- Given passage:
* * *

# how to deal with insecurity!



## Blondie09 (Apr 17, 2009)

Hi everyone,

Here's the story..My husband
and I are in our mid 20's, we have been happily married for almost 3 years now. We have a very open and honest relationship. Yesterday as I was on my way home after work, I stopped somewhere to get a quick bite to eat. This guy came up and started flirting with me, introducing himself, but I cut him off politely, letting him know that I was a married woman. I got home, and told my husband what happened, and said it doesn't bother him at all, because he trusts me completely. So then, he said "So you think I don't get approached by women? Well, It happens to me often." For some reason, I got very curious and started asking questions, and he told me exactly the last time when a woman started hitting on him, but he let her know that he was married and ended it there, showing her he wasn't interested. I didn't dare ask about the other times that it happened, because just thinking about other women flirting with him makes me upset.
I'm such an insecure person, and I guess I have this fear that another woman will try and steal him away. My husband said I shouldn't be worried one bit and reassured me that he married me because he wants to be with me, and ONLY me. He told me that I am the most beautiful woman inside and out, and that not in a million years could he have found someone like me... I believe everything he says! So I gotta ask, has anyone on here faced the same insecurity issues in their marriage? and If so, how do you deal with it? Here I am at work, I just can't get it off my mind! Yeah, I'm sure a lot of people will say I'm making a huge deal out of nothing, but it just gets to me. Thanks.


----------



## martino (May 12, 2008)

I wouldn't say you are making a huge deal out of nothing but that situation and your is very common obviously, it's human nature but still can be destructive so watch it.


----------



## 827Aug (Apr 27, 2008)

Please try to "drop it". Insecurity will spoil a great marriage.


----------



## makingmymarriagework (Apr 13, 2009)

I've faced the same issues, and sometimes still do, but you have to remember, your husband married YOU.


----------



## GAsoccerman (Mar 24, 2008)

I am in agreement,. I flirt, and I talk to all kinds of women, but my wife is the love of my life, I could have no other. 

Your husband, just like you is "honored" that people of the opposite sex find him attractive, but he knows, he is on a mental and spiritual connection with you, and that is so much stronger.

Your husband is not interested in any other women, he wants you and you only.

Just like you want him only.


----------

* * *

- Written request A: List the usernames of everyone who posted in the forum thread.
The forum thread and the entries that follow it are unrelated material.

- Data to process:

* * *

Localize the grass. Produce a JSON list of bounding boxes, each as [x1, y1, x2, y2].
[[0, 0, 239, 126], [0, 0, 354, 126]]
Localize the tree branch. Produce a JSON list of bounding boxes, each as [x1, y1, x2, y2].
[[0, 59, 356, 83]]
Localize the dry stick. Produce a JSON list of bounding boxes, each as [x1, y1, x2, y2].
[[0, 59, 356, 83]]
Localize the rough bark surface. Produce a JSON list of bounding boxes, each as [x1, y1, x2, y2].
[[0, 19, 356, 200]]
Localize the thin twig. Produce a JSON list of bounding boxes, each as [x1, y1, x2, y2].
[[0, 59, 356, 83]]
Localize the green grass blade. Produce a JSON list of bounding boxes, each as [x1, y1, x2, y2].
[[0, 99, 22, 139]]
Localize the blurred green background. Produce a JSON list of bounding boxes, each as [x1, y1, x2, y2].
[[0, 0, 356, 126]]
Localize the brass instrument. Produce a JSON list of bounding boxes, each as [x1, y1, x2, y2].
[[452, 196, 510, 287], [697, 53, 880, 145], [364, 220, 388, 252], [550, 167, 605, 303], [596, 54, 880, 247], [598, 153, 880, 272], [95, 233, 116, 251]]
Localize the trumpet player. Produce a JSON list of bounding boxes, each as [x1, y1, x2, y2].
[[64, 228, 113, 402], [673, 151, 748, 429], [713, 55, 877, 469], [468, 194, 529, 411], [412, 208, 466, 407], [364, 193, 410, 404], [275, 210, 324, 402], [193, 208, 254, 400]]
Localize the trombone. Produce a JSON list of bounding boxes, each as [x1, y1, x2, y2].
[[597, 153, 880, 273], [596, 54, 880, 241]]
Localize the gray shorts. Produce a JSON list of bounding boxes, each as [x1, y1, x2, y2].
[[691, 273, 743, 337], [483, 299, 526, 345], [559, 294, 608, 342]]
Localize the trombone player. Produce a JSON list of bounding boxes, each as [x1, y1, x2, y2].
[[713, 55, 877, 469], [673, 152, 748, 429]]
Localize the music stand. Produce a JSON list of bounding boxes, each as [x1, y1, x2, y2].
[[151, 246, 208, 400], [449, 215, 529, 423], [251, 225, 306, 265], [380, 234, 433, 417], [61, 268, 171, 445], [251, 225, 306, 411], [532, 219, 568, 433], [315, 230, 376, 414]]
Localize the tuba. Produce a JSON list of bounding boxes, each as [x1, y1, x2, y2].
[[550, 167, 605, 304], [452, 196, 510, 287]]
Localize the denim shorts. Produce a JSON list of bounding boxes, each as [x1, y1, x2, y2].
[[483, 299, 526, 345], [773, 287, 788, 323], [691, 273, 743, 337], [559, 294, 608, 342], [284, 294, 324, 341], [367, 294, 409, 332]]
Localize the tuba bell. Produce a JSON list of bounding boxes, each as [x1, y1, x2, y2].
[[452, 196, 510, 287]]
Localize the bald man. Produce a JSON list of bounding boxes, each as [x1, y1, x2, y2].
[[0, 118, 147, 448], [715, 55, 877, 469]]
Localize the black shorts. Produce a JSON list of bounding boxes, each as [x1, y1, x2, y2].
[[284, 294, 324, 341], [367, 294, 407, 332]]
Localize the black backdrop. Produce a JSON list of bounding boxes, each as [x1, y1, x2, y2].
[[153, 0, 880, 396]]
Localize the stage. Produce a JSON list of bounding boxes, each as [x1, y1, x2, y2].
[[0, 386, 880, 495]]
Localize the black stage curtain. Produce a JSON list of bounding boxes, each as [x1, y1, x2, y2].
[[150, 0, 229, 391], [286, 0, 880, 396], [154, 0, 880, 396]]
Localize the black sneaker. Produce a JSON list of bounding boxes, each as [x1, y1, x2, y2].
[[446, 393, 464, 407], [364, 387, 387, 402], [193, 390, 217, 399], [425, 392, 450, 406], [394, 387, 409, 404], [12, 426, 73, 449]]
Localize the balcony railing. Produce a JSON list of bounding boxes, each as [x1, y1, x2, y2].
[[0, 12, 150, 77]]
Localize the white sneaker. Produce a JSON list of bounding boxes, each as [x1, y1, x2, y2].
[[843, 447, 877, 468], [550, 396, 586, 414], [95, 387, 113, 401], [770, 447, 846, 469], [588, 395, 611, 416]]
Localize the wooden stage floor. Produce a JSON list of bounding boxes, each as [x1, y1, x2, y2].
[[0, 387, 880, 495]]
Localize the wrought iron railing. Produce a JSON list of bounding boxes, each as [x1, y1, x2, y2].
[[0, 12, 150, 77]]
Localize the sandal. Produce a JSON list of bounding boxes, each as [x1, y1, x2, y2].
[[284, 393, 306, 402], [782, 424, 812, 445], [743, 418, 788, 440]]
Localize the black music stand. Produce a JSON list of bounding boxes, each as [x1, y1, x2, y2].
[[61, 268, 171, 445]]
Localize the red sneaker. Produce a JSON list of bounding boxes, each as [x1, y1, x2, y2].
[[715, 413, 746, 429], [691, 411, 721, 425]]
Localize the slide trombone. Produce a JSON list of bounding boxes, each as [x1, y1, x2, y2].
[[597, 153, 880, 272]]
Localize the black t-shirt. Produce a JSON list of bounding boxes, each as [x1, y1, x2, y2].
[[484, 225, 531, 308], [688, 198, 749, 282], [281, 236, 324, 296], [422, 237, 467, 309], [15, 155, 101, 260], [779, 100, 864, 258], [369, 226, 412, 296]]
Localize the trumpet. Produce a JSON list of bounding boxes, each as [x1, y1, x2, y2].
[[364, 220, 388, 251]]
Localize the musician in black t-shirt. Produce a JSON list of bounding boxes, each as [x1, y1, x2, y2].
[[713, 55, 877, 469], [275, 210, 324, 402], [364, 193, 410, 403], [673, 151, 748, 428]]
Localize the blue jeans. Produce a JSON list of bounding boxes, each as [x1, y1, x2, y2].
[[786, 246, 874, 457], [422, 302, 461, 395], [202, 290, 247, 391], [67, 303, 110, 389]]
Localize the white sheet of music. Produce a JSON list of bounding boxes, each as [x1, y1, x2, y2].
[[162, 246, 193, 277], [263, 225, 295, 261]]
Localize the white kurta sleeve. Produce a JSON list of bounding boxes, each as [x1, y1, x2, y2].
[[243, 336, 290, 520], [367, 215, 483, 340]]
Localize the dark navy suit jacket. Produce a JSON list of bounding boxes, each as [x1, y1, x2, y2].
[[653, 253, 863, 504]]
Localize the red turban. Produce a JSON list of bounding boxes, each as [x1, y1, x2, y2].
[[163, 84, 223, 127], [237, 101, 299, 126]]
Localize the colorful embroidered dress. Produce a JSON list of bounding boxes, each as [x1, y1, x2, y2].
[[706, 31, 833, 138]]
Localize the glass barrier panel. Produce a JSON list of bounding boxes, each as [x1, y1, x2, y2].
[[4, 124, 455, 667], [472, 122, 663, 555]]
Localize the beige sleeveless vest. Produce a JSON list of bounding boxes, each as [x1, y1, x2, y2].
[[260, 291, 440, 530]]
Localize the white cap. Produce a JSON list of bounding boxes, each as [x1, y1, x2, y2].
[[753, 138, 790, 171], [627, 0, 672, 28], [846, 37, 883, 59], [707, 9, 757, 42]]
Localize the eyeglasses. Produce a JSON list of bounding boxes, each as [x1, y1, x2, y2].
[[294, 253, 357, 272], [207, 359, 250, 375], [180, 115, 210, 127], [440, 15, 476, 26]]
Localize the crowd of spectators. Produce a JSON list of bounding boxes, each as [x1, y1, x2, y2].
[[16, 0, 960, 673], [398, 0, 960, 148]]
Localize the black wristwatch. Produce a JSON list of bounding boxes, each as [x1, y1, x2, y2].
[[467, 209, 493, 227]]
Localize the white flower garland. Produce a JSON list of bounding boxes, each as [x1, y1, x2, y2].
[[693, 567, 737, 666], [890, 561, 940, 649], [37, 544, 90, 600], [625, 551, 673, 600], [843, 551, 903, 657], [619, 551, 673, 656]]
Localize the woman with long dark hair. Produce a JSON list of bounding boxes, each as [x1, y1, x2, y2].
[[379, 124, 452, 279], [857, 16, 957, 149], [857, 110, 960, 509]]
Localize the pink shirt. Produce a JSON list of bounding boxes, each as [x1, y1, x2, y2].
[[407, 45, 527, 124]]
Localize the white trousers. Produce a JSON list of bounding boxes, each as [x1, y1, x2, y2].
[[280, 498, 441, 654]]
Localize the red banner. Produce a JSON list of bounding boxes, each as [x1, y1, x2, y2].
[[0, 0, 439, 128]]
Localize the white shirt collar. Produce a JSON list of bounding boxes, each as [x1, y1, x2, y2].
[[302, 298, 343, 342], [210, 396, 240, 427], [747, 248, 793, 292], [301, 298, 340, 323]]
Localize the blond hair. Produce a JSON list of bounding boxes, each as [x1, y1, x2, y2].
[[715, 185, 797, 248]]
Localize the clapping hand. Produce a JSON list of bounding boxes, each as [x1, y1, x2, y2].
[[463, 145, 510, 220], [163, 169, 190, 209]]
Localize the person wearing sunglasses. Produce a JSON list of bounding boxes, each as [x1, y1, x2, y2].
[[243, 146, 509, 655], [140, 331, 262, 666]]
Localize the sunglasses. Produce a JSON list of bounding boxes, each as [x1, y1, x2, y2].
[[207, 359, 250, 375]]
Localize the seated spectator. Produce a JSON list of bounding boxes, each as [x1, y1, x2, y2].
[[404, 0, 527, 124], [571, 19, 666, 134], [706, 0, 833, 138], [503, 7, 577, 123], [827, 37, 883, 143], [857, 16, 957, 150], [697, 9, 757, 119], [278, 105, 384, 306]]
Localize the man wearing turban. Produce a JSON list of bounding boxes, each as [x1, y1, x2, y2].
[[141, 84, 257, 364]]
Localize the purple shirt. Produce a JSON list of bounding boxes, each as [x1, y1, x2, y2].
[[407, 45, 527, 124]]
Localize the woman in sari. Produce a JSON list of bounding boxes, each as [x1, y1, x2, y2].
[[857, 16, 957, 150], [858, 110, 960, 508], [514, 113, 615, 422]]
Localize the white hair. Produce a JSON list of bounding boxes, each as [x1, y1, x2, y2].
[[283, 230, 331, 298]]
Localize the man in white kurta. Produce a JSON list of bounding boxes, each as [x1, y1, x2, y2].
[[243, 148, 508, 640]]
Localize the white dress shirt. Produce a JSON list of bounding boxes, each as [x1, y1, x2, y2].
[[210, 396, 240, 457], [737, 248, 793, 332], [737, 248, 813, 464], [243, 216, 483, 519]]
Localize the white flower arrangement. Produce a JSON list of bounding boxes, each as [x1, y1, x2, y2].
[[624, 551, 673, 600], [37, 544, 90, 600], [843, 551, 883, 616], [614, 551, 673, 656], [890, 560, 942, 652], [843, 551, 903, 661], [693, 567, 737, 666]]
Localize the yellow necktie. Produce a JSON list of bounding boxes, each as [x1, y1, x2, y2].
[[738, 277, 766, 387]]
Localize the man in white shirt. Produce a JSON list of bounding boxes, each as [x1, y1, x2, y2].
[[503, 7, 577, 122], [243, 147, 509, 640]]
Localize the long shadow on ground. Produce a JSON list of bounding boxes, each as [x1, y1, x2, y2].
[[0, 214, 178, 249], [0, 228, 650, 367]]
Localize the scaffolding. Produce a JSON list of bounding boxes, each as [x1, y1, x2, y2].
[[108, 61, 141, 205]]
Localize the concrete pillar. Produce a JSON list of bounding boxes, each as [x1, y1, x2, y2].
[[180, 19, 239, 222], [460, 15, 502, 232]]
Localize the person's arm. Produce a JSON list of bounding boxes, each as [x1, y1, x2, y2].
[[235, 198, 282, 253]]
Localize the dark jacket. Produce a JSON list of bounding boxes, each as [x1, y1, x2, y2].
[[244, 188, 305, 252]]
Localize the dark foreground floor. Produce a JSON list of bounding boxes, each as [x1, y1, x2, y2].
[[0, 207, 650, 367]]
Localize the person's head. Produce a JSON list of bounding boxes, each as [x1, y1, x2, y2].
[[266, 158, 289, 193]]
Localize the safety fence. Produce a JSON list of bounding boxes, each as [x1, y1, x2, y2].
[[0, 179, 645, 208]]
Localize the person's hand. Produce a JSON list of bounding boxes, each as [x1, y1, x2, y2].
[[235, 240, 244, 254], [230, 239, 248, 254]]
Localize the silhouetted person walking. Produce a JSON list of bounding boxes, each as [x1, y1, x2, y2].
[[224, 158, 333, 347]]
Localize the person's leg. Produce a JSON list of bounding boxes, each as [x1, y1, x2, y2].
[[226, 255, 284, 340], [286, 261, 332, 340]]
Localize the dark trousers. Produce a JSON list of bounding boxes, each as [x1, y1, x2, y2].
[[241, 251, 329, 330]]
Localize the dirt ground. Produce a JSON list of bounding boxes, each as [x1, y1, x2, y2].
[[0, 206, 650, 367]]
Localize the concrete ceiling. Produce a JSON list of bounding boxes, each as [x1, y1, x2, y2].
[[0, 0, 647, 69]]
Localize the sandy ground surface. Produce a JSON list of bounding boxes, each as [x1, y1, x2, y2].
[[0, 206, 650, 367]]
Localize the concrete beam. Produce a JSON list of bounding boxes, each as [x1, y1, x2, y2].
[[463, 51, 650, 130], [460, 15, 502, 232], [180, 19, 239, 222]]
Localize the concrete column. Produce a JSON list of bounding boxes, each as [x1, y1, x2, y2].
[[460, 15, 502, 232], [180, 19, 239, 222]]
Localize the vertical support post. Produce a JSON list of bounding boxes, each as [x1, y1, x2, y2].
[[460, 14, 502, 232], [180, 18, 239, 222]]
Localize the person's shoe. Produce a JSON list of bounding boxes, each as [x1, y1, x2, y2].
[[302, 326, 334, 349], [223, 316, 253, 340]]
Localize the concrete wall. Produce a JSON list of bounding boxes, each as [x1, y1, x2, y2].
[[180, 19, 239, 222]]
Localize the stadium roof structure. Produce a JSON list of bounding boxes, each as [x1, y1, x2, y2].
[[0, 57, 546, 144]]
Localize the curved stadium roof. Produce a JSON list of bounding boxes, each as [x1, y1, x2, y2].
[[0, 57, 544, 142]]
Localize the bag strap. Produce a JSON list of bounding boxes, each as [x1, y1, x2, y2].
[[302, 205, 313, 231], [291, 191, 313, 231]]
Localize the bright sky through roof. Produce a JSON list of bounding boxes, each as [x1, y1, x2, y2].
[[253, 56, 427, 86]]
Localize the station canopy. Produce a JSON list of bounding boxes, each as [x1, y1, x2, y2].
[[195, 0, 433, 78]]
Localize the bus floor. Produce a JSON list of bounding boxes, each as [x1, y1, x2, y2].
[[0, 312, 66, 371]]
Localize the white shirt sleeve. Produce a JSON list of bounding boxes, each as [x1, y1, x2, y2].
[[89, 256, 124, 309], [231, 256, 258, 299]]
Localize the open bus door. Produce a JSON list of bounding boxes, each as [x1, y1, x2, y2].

* * *

- Written request B: In the entries, swap "concrete" for "cement" and give back only the lines starting with the line that contains "Localize the person's arm." and going on through the line that contains "[[460, 14, 502, 232], [180, 18, 239, 222]]", leaving everything else unchanged.

- Answer A: Blondie09, martino, 827Aug, makingmymarriagework, GAsoccerman

- Answer B:
Localize the person's arm. Produce a JSON list of bounding boxes, each as [x1, y1, x2, y2].
[[235, 198, 282, 253]]
Localize the dark jacket. Produce a JSON list of bounding boxes, each as [x1, y1, x2, y2].
[[244, 188, 305, 252]]
Localize the dark foreground floor. Produce a JSON list of bounding boxes, each as [x1, y1, x2, y2].
[[0, 207, 650, 367]]
Localize the person's head. Produce a JSON list of bounding boxes, each as [x1, y1, x2, y2].
[[266, 158, 289, 193]]
Localize the safety fence. Produce a JSON list of bounding boxes, each as [x1, y1, x2, y2].
[[0, 179, 645, 208]]
Localize the person's hand. Produce a JSON list of bounding boxes, each as [x1, y1, x2, y2].
[[235, 240, 244, 254], [230, 239, 248, 254]]
Localize the silhouetted person walking. Produce a JSON list of bounding boxes, each as [x1, y1, x2, y2].
[[224, 158, 333, 347]]
Localize the person's leg. Produce a JSON list of bounding boxes, each as [x1, y1, x2, y2].
[[226, 255, 284, 340], [286, 261, 332, 340]]
Localize the dark trousers. Produce a JSON list of bounding boxes, each as [x1, y1, x2, y2].
[[241, 251, 329, 330]]
Localize the dirt ground. Produce a JSON list of bounding boxes, each as [x1, y1, x2, y2].
[[0, 206, 650, 367]]
Localize the cement ceiling. Produce a JSON list of bounding boxes, each as [x1, y1, x2, y2].
[[0, 0, 647, 69]]
Localize the sandy ground surface. Produce a JSON list of bounding boxes, each as [x1, y1, x2, y2].
[[0, 206, 650, 367]]
Localize the cement beam. Produce a JSON list of bounding boxes, each as [x1, y1, x2, y2].
[[463, 51, 650, 130], [460, 15, 502, 232], [180, 19, 239, 222]]
Localize the cement column. Produce a JSON list of bounding boxes, each as [x1, y1, x2, y2].
[[460, 15, 502, 232], [180, 19, 239, 222]]
Localize the vertical support post. Produce a JSON list of bounding boxes, each as [x1, y1, x2, y2].
[[460, 14, 502, 232], [180, 18, 239, 222]]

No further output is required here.